--- Task goal ---
Set down again, exactly and only, the lines from the one that contains "If you could mark the tram destination" through the last line of the records below, both included, but not the pictures.

--- The data ---

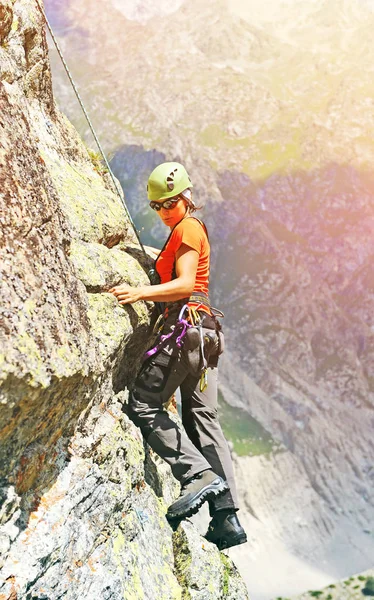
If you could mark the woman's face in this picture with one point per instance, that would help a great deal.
(173, 215)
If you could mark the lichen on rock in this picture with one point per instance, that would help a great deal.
(83, 498)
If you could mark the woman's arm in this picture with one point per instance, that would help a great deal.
(186, 264)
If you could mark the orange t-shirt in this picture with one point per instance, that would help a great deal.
(189, 231)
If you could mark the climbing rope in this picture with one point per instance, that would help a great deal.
(117, 187)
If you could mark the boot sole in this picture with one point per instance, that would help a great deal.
(222, 544)
(200, 497)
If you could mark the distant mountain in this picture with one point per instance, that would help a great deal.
(270, 106)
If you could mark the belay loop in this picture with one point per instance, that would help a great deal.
(179, 331)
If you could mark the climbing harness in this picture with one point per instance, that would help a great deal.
(190, 332)
(117, 187)
(179, 331)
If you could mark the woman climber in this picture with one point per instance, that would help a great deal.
(185, 356)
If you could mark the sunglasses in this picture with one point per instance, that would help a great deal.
(167, 204)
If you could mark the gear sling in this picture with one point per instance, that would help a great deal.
(178, 359)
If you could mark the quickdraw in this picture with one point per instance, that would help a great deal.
(179, 331)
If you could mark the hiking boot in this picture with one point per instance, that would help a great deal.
(225, 530)
(194, 492)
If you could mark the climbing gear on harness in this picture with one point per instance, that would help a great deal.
(178, 333)
(225, 530)
(167, 204)
(168, 180)
(194, 492)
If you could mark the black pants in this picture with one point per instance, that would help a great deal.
(200, 444)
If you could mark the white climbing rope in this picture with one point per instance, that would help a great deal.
(115, 182)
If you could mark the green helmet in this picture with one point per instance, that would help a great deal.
(167, 181)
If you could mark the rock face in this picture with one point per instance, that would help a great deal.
(270, 107)
(353, 588)
(83, 500)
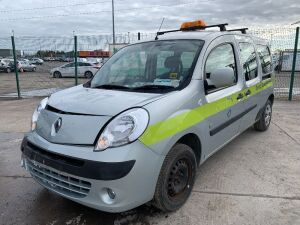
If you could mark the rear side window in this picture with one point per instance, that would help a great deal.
(248, 60)
(220, 58)
(265, 59)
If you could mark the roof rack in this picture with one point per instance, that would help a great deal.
(221, 26)
(243, 30)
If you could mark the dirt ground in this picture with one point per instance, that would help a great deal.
(253, 180)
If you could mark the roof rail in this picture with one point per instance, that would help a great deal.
(243, 30)
(222, 27)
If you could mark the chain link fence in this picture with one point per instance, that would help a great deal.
(46, 64)
(282, 42)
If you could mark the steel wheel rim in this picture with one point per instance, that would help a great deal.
(179, 178)
(268, 114)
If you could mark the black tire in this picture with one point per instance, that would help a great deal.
(265, 120)
(57, 74)
(176, 179)
(88, 74)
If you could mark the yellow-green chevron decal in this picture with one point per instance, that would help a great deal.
(171, 126)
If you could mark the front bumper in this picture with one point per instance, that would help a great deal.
(78, 173)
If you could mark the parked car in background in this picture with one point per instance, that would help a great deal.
(6, 65)
(36, 61)
(26, 66)
(85, 69)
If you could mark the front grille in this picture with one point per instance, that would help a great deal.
(56, 181)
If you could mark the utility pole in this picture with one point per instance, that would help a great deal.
(113, 20)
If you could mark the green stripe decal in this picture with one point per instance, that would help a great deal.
(171, 126)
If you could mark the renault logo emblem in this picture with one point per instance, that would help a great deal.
(56, 126)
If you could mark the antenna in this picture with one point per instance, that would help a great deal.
(157, 33)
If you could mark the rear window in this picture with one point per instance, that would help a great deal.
(265, 58)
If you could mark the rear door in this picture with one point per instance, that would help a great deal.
(225, 104)
(69, 70)
(252, 77)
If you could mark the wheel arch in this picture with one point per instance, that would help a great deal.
(271, 98)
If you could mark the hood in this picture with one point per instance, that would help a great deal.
(90, 101)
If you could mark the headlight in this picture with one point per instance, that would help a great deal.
(124, 129)
(37, 112)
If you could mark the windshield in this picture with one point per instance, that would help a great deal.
(151, 66)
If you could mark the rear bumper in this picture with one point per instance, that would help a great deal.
(129, 171)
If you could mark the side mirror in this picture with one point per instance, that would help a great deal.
(222, 77)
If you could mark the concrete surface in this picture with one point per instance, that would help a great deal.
(253, 180)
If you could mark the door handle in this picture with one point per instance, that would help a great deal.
(240, 97)
(248, 93)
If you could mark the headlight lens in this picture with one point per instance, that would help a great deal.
(37, 112)
(125, 128)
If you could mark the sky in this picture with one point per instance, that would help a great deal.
(50, 18)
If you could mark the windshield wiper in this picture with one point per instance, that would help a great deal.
(153, 87)
(111, 86)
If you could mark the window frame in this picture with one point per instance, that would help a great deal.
(256, 59)
(207, 92)
(260, 62)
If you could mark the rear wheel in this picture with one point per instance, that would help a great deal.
(176, 179)
(88, 74)
(264, 122)
(57, 74)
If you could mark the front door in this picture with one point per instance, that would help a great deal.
(223, 103)
(250, 73)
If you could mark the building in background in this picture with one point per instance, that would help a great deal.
(9, 53)
(113, 48)
(93, 54)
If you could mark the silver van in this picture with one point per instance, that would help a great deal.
(140, 128)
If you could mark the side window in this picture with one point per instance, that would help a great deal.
(70, 65)
(130, 67)
(248, 60)
(187, 59)
(265, 58)
(161, 58)
(220, 68)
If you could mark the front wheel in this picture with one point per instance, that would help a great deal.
(176, 179)
(57, 74)
(265, 120)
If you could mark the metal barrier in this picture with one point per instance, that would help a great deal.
(62, 68)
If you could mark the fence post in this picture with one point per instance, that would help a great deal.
(294, 65)
(15, 65)
(75, 60)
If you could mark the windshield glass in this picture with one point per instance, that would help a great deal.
(157, 65)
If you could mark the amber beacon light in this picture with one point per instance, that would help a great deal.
(192, 24)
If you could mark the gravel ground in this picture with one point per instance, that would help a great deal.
(253, 180)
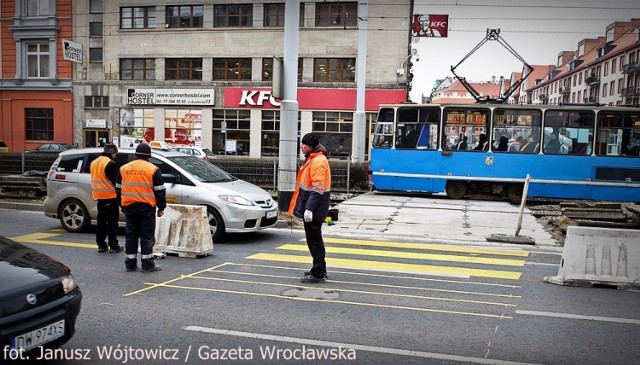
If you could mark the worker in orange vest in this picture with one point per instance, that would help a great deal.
(104, 172)
(141, 190)
(310, 201)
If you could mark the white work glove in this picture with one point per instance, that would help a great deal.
(308, 215)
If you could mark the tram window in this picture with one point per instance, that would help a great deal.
(464, 122)
(568, 132)
(618, 134)
(383, 134)
(516, 125)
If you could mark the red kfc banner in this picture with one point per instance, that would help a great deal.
(430, 25)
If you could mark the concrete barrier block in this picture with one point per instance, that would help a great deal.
(183, 230)
(595, 256)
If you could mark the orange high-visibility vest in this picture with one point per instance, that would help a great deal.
(314, 175)
(137, 183)
(101, 186)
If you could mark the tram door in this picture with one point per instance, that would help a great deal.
(96, 137)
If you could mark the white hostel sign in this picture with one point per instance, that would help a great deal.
(72, 51)
(170, 97)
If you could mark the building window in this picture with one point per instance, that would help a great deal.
(39, 124)
(274, 15)
(183, 69)
(232, 69)
(334, 69)
(95, 6)
(137, 69)
(38, 60)
(233, 15)
(335, 131)
(238, 122)
(95, 54)
(96, 102)
(36, 8)
(267, 69)
(334, 14)
(185, 16)
(95, 29)
(138, 17)
(183, 126)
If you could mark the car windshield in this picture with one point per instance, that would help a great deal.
(202, 170)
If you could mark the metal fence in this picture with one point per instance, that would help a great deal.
(346, 176)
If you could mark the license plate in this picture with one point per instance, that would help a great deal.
(272, 214)
(39, 337)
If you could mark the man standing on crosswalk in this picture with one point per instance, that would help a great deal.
(310, 202)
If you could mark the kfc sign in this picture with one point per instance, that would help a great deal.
(430, 25)
(257, 98)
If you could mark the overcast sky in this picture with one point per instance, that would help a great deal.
(538, 30)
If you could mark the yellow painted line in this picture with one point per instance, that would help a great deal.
(410, 255)
(278, 296)
(371, 274)
(42, 239)
(433, 247)
(404, 287)
(392, 266)
(181, 277)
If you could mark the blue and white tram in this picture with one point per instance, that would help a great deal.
(574, 152)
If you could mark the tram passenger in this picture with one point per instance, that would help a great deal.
(483, 144)
(462, 145)
(553, 146)
(531, 146)
(503, 144)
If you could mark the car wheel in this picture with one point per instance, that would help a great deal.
(74, 216)
(216, 224)
(456, 189)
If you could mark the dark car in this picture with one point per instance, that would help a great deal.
(51, 148)
(39, 300)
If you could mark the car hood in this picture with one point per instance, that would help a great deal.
(21, 266)
(240, 187)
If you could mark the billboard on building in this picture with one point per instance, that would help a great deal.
(430, 25)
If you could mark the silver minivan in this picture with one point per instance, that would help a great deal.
(233, 205)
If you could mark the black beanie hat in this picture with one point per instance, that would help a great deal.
(143, 150)
(310, 140)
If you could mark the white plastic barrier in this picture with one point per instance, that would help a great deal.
(599, 257)
(183, 230)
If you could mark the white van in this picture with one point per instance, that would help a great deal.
(233, 205)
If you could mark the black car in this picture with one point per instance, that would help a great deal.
(39, 300)
(51, 148)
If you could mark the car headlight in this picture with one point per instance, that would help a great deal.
(235, 199)
(68, 284)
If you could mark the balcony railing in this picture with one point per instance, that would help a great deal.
(631, 67)
(630, 91)
(592, 80)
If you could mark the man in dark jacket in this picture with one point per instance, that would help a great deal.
(141, 190)
(310, 202)
(103, 180)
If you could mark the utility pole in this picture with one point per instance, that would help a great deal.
(360, 120)
(288, 144)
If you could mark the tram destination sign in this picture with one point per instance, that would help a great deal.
(170, 97)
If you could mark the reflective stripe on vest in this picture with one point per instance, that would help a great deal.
(137, 183)
(101, 186)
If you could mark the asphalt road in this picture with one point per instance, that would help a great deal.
(399, 301)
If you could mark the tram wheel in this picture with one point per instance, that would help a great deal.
(456, 189)
(514, 193)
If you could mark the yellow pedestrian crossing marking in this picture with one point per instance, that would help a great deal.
(410, 255)
(430, 247)
(392, 266)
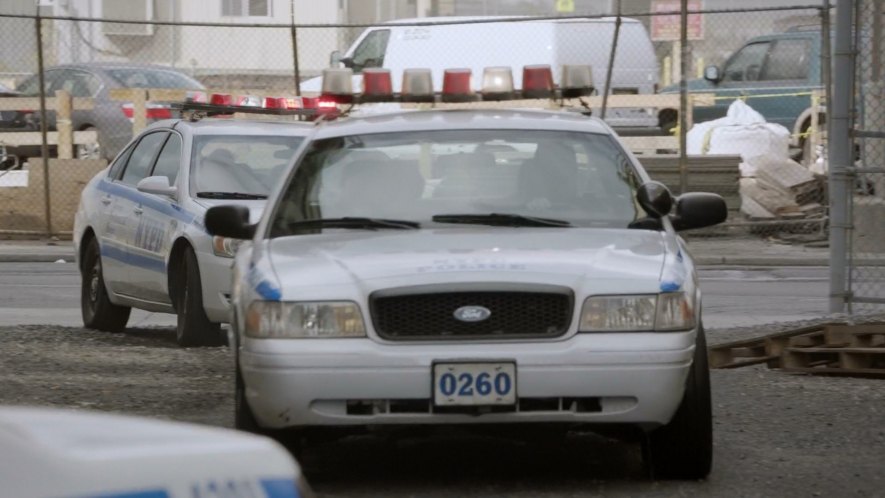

--- Exercise response ---
If you could mark the tram destination sign in this picture with one point per instance, that would help a great deal.
(170, 97)
If you could mark the reflective stripe on vest in this picture with one point per instance, that would help a great deal.
(137, 183)
(101, 186)
If you could mark the asphalt road in this picture with one point per instance, that would help a great deal.
(399, 301)
If you could mark the tram wheel in this picture with one point per instance, that would help a great deal.
(456, 189)
(514, 193)
If you could mark the yellow pedestrian crossing marking in this picture with one point per instance, that would help a great deal.
(410, 255)
(430, 247)
(392, 266)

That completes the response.